▶ WORK INSTRUCTIONS
[A] Rewrite the forum thread from "Thats how I" to "enough of a cut.", replacing "Louis CK" with "the comedian".
[B] According to the forum thread, how much did Louis CK pay so that he didn't have to give a piece of the revenue?
[C] Write the next part of the forum thread, picking up after its final comment.

Thats how I would put it politely.

------
k33n
This reminds me of some of the bad ideas I've had when intoxicated.

------
drawkbox
Louis CK paid 35k so that he didn't have to give a piece of the revenue. A
better model would be to offer both ways in case a creator wants 100%
ownership. Transaction fees, production costs, etc are enough of a cut.

------
newobj
Why not just build the site and then offer it to him for free. I'm not sure
why people think putting together these "dearxxxxx" websites is any
better/different than a cold-call or email. If you'd built the actual site and
offered to hand it over to him for free that would have been a whole other
story.

------
wyck
The color scheme, the shadows, the fonts, the horror, guys seriously hire a
designer or UI person. A crucial link is missing, the one the USER sees, you
know with their eyeballs.

▶ ENTRIES PROVIDED
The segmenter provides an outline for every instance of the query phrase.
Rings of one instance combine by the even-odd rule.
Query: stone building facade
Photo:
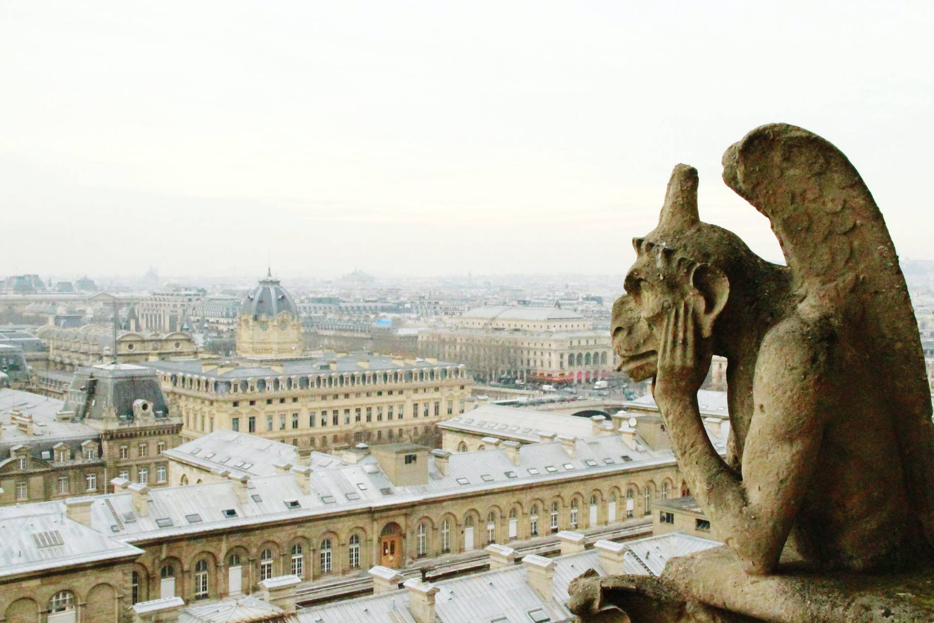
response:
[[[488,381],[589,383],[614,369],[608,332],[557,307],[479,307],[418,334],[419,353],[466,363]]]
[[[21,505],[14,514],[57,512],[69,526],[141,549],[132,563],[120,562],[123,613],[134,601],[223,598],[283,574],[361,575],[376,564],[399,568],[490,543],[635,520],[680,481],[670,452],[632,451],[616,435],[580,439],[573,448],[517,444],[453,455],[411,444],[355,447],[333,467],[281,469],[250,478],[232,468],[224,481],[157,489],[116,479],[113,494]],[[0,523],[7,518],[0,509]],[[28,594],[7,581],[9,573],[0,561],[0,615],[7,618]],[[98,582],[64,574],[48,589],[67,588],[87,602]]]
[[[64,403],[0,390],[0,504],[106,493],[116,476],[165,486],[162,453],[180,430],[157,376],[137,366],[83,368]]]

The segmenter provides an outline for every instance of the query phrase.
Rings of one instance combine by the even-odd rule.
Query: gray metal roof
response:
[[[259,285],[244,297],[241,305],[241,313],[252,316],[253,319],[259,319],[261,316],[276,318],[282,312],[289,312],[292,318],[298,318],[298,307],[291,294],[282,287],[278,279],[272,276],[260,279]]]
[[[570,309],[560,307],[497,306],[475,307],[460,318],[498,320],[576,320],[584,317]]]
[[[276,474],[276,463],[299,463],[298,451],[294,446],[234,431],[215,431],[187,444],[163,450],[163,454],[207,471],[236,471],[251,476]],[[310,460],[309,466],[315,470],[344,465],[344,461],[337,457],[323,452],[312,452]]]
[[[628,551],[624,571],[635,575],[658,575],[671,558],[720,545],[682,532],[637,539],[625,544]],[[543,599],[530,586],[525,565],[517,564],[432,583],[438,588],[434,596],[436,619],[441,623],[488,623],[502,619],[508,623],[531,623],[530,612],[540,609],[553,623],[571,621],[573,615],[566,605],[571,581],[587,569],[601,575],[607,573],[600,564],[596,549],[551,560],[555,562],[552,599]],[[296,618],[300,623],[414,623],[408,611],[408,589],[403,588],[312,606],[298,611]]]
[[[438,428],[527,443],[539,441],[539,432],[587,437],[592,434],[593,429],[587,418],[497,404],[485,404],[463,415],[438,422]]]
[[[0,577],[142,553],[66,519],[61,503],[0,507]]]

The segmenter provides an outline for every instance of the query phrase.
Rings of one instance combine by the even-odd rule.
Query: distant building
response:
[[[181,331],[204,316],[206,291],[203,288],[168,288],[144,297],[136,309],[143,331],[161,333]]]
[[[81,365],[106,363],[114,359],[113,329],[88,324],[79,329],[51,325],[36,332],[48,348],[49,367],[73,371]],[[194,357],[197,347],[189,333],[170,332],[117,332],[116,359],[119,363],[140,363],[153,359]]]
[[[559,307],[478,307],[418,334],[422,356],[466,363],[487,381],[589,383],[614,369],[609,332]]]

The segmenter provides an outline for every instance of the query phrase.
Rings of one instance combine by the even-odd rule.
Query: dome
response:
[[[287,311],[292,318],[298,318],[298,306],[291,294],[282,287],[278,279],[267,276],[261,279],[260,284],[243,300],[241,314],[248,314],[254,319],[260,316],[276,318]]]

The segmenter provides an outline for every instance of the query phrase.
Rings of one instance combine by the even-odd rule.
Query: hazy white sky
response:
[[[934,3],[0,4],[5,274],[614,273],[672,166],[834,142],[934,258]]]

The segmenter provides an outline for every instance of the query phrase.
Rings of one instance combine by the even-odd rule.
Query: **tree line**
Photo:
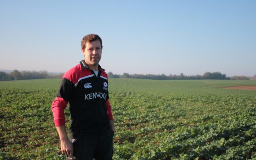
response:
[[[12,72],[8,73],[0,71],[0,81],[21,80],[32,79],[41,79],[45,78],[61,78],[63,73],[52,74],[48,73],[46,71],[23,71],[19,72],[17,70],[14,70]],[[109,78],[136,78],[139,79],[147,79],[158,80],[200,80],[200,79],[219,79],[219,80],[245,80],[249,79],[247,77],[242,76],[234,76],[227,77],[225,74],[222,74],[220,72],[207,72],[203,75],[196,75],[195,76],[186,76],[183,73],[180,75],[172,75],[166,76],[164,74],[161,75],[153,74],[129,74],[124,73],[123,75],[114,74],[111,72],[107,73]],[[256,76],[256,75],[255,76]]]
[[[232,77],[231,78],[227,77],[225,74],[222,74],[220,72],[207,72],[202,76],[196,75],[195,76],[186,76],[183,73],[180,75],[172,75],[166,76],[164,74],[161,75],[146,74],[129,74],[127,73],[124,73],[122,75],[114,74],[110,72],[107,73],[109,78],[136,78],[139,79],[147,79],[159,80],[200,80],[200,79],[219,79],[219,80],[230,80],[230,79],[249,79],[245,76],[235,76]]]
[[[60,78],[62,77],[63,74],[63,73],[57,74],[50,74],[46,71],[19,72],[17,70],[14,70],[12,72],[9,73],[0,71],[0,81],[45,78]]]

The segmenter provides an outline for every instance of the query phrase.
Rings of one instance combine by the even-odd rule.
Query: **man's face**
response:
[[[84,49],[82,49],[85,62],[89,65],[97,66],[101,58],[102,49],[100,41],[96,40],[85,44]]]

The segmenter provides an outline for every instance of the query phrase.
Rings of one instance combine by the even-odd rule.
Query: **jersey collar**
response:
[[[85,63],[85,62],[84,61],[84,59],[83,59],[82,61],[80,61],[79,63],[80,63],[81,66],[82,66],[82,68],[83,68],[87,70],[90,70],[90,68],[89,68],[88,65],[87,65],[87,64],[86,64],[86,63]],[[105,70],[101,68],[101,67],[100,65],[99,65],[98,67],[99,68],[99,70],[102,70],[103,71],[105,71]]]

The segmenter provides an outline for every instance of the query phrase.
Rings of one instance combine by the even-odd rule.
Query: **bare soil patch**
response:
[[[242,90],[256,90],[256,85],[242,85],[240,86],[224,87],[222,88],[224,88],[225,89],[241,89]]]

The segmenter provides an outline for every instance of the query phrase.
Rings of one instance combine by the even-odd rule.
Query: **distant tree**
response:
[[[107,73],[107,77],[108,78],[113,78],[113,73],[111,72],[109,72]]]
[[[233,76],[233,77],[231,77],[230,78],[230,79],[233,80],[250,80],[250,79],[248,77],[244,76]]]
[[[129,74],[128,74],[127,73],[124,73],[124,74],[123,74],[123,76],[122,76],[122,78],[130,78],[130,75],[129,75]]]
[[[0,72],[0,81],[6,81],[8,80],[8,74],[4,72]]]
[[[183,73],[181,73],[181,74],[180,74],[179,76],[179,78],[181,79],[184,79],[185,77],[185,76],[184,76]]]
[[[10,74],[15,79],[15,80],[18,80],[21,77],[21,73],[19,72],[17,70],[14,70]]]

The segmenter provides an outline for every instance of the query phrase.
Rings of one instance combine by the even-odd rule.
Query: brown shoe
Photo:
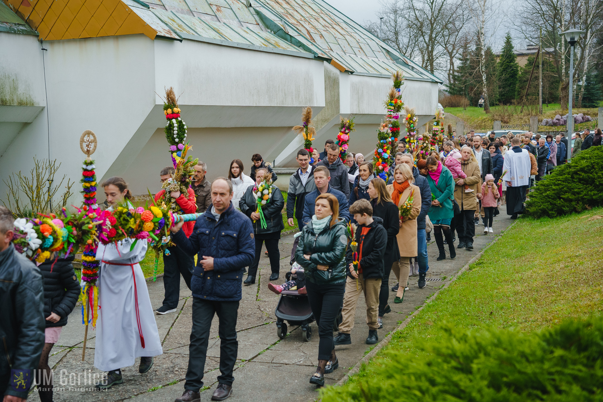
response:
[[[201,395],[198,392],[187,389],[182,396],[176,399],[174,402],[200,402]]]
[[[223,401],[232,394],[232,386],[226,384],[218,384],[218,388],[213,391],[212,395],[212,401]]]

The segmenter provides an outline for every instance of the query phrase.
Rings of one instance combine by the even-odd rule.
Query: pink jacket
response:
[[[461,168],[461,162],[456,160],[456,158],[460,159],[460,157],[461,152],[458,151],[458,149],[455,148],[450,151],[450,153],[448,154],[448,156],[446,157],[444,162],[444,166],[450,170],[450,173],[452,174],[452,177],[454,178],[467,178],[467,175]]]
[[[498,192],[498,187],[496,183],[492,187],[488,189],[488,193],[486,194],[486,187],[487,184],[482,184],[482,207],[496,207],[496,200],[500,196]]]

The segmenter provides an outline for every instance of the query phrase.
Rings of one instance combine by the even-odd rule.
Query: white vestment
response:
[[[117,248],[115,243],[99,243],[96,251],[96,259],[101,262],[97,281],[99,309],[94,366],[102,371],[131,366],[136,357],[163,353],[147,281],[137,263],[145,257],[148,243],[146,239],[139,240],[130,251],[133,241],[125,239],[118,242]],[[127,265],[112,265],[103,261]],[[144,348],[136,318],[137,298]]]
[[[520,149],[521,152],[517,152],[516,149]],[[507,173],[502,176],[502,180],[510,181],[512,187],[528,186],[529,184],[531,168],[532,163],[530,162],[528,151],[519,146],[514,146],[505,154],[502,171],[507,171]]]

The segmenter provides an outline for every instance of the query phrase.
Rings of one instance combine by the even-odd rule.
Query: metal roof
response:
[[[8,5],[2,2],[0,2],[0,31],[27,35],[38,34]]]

▶ REPLIES
[A]
Thats how I would put it politely.

------
k33n
This reminds me of some of the bad ideas I've had when intoxicated.

------
drawkbox
the comedian paid 35k so that he didn't have to give a piece of the revenue. A
better model would be to offer both ways in case a creator wants 100%
ownership. Transaction fees, production costs, etc are enough of a cut.

[B] 35k

[C]
------
mvkel
So, $35,000 one-time, or potentially way more than that long-term? I think
I'll take the first one, thanks.

------
kev009
Seriously, GTFO. This is disingenuous.

Trying to make money by doing this kind of thing isn't wrong, but that's a
private negotiation with the talent. You don't get to pretend you're doing it
for "free" for upvotes and exposure.

------
workhorse
The biggest issue with this is that they don't understand Jim Gaffigan's
comedy.

The way to be humorous with something like this is to use a skit from one of
his early comedy skits with a witty twist.

------
timClicks
Liked the post until the needless mention of blowjobs came up.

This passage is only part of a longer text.